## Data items
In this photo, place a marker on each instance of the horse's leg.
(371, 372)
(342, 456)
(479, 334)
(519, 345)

--

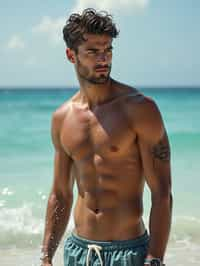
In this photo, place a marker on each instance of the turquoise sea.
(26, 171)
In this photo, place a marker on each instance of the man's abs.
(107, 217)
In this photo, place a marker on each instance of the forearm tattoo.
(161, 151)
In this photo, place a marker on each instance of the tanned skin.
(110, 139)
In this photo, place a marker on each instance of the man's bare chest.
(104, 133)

## Directions
Extract from the records every line that contains the word "instance".

## Solution for this problem
In this photo, place a marker on each instance of the horse's leg.
In this photo, place a marker on each instance of the turquoise sea.
In this photo, place a marker on each instance of the man's abs.
In this photo, place a marker on each instance of the forearm tattoo.
In this photo, place a marker on each instance of the tanned skin.
In this photo, place a marker on each instance of the man's bare chest.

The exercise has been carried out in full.